_Estratto fornito_:

# Consumo a crudo



## 18SARA81

Hello everybody,
I have to translate this sentence:

Dalle leggere note aromatiche è indicato per condire a crudo piatti dalla struttura gusto-olfattiva non troppo intensa.

My translation is:

This extra virgine olive oil with aromatic notes is especially indicated to dress raw(???) dishes not too much structured.

What do you think about?


----------



## SPQR

Dalle leggere note aromatiche è indicato per condire a crudo piatti dalla struttura gusto-olfattiva non troppo intensa.


Hi,

This slightly aromatic extra virgin olive oil is (particularly) suitable for lightly-flavored, uncooked dishes.


----------



## Gianfry

@ spqr: sara, non volendo, ti ha tratto in inganno parlando di "raw dishes". "a crudo" si riferisce all'olio, non ai piatti. Giusto, sara?
Puoi benissimo avere un piatto di cibi cotti, sul quale, anche a tavola, puoi versare dell'olio "crudo" (ovvero non cotto). Solo gli olii migliori reggono alla prova del "crudo"!


----------



## SPQR

SPQR said:


> Dalle leggere note aromatiche è indicato per condire a crudo, piatti dalla struttura gusto-olfattiva non troppo intensa.
> 
> 
> Hi,
> 
> This slightly aromatic extra virgin olive oil is (particularly) suitable for lightly-flavored, uncooked dishes.

_Consegna_: Ricopia dalla discussione il tratto che va da "# Consumo a" fino a "too much structured.", rinominando "raw" in "uncooked".

_Dati registrati_:

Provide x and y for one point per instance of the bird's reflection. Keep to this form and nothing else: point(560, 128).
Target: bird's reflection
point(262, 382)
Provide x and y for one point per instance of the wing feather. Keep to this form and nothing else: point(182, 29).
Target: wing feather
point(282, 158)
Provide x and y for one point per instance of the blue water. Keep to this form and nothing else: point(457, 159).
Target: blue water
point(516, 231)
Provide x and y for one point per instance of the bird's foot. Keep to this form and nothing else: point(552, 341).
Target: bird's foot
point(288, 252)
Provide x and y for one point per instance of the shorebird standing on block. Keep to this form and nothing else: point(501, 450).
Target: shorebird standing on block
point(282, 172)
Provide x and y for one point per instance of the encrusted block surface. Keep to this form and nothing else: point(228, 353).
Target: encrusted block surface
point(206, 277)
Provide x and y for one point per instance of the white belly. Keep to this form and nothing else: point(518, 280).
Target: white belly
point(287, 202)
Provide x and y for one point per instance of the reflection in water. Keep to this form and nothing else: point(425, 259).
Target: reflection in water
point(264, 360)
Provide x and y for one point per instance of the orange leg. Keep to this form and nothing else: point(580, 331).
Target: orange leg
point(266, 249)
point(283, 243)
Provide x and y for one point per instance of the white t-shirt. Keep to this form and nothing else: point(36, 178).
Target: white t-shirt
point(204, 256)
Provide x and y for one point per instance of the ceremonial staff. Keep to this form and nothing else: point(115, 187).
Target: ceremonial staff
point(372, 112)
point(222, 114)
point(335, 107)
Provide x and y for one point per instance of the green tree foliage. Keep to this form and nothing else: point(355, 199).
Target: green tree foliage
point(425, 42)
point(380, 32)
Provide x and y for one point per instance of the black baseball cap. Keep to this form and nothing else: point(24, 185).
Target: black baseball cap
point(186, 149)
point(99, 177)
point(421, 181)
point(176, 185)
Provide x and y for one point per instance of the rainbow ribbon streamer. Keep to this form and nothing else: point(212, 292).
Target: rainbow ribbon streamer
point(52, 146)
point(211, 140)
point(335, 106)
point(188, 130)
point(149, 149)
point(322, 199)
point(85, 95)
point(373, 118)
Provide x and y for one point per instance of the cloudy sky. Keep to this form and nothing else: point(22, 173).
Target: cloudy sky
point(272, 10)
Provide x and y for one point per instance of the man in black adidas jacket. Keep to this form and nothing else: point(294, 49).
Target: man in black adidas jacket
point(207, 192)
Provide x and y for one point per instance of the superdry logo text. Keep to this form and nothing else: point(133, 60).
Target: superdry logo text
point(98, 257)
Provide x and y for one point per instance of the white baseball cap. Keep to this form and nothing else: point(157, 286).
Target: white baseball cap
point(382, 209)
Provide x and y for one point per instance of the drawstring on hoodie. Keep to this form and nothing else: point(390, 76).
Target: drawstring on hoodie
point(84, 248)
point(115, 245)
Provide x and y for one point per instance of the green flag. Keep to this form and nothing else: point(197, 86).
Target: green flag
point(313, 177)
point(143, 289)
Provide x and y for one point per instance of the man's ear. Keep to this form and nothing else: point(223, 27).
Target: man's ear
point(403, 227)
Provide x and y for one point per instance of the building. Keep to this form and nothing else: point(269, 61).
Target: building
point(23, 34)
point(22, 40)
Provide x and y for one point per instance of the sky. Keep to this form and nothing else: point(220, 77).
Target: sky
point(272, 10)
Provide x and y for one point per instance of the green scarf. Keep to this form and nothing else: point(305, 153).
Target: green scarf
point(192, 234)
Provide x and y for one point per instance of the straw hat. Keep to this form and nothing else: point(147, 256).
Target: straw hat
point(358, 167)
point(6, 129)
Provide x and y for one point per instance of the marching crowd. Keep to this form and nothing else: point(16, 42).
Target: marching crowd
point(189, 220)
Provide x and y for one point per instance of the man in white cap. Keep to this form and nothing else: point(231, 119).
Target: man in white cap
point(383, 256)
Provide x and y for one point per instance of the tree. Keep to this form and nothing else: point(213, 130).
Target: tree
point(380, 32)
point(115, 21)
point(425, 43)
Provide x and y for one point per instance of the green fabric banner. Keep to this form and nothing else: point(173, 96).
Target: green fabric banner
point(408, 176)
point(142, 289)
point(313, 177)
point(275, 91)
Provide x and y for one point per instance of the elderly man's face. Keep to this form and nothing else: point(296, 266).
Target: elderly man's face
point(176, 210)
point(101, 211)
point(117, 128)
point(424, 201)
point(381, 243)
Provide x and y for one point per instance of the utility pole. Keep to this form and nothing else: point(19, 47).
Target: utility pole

_Soluzione_:
# Consumo a crudo



## 18SARA81

Hello everybody,
I have to translate this sentence:

Dalle leggere note aromatiche è indicato per condire a crudo piatti dalla struttura gusto-olfattiva non troppo intensa.

My translation is:

This extra virgine olive oil with aromatic notes is especially indicated to dress uncooked(???) dishes not too much structured.